# 2011 East Coast Slingshot Tournament Flyer



## Flatband (Dec 18, 2009)

I think I finally got the flyer for the Tournament finished up. Check her out. We had a lot of wonderful people on here promising door prizes for the event. That will be great because then everyone will go home with something. Should be a loaded field. Whatever kind of Slingshot you shoot with is welcomed. I read somewhere that some people are a little shy because they shoot tubes. We had a few guys at last years shoot using tubes and they did really well and had a ton of fun. Let me say right here that you could shoot "underwear bands" and you would be more then welcome!







We are just a bunch of regular people who just happen to love slingshots! Hope I did this up right? Flatband









EAST COAST SLINGSHOT TOURNAMENT

***2011 EAST COAST SLINGSHOT TOURNAMENT***

East Huntingdon Sportsmen's Club 
299 Sportsmen's Road
Alverton, PA
Club Phone: 724-887-5404
GPS: Lat. N. 40º, 8', 31.49" by Long. W. 79º, 35', 53.34"

FRIDAY, APRIL 29 - SATURDAY, APRIL 30 - SUNDAY, MAY 1

30 Target Course Through Woods
1 Shot Each - 1 Point Each
No Practice - Bouncers Count

Gong Shoot
40 & 70 Paces
5 Shots Each - No Practice
1 Point per Hit
3 Paper Targets - 2 at 11 Yards - 1 at 25 Yards
10 Shots Each
3 Points in Black & 1 Point in White Inside Circle

TOURNAMENT FEE: $25
Includes Hat, Ammo, & Chance to Be
2011 ECST CHAMP!
Trophies for 1st, 2nd, and 3rd Place
Eagle Eye Shoot Winner - Trophy & Cash Prize
Anyone Can Qualify for Eagle Eye

Just Shoot For Fun!
Free Ammo
1 Day - $8 & All Weekend - $15
.22 Blank Shoot & Other Fun Shoots
Short 3D Course for Slingbows & Traditional Bows
Kids Under 12 Shoot for Free

Everyone Welcome! Come Join Us!
For Info: Jay Schott 724-834-5977 - [email protected]
Gary Miller [email protected]

RULES:
1. Must Have Witness When Shooting Tournament Targets
2. Must Wear Safety Glasses
3. Must Be Considerate of Other Shooters- No Loud Talking During Tournament Shooting
4. Must Be Qualified to Shoot In Eagle Eye Finals
5. Tournament Targets Must be Turned in by 11:00 am Sunday


----------



## philly (Jun 13, 2010)

Thanks Gary, what are the sizes of the paper targets? Are they NRA type bulls?
Philly


----------



## Flatband (Dec 18, 2009)

HI Phil,
if I remember correctly,the 11 yard Bulls are 2" and the Expert is 1 1/2".
The 25 yard ones are 2 1/2" I believe-and I think it was an NRA Target too. Jaybird will know for sure too. I'm going crazy over here trying to figure out how I posted up a picture of the flyer with a downloadable link to print a hardcopy last year. I forgot how to do it!!!!!!!

▬▬▬

__INSTRUCTION 1__.
Identify every line of the entries that contains the string "girl", treating uppercase and lowercase as different.
The forum thread and the entries are unrelated to each other.

__Entries from a pointing dataset__.

▬▬▬

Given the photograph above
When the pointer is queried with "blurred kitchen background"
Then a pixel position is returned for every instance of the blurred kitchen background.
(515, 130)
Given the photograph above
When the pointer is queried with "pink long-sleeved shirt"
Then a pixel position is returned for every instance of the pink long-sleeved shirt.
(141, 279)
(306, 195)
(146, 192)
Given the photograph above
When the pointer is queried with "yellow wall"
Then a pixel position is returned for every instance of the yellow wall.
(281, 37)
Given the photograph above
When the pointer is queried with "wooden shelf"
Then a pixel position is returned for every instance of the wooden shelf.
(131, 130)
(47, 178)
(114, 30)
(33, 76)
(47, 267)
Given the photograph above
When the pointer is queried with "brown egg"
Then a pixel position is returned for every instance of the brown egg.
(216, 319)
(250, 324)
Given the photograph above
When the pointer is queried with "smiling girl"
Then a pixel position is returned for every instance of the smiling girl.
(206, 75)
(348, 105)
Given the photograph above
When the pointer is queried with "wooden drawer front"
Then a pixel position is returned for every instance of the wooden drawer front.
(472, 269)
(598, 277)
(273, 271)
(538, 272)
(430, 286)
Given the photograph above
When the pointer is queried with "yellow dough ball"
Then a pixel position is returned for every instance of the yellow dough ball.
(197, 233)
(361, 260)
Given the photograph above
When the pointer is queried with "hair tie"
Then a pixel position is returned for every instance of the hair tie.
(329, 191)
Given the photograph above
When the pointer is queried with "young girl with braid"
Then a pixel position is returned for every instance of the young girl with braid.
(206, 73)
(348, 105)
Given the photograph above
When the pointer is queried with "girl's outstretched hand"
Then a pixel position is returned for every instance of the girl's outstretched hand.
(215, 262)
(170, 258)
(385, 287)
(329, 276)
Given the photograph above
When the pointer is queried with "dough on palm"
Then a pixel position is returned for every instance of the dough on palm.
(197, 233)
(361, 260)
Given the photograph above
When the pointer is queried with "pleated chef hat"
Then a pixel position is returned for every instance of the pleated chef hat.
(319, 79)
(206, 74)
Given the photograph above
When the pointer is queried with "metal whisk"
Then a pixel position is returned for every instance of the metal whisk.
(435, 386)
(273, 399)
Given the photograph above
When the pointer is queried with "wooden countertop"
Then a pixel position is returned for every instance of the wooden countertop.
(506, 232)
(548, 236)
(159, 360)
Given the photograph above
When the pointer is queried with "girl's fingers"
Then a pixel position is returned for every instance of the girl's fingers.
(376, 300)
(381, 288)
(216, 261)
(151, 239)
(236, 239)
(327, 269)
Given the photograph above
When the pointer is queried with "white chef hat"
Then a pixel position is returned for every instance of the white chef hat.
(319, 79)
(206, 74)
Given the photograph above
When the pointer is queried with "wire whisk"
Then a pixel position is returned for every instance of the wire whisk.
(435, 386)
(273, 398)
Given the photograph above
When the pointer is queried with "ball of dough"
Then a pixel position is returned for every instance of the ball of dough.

▬▬▬

__INSTRUCTION 2__.
Write out the stretch of the slingshot tournament thread from "Just Shoot For" through "Come Join Us!", swapping "Slingbows" for "Crossbows".

__RESPONSE 1__.
When the pointer is queried with "smiling girl"
Then a pixel position is returned for every instance of the smiling girl.
When the pointer is queried with "young girl with braid"
Then a pixel position is returned for every instance of the young girl with braid.
When the pointer is queried with "girl's outstretched hand"
Then a pixel position is returned for every instance of the girl's outstretched hand.
When the pointer is queried with "girl's fingers"
Then a pixel position is returned for every instance of the girl's fingers.

__RESPONSE 2__.
Just Shoot For Fun!
Free Ammo
1 Day - $8 & All Weekend - $15
.22 Blank Shoot & Other Fun Shoots
Short 3D Course for Crossbows & Traditional Bows
Kids Under 12 Shoot for Free

Everyone Welcome! Come Join Us!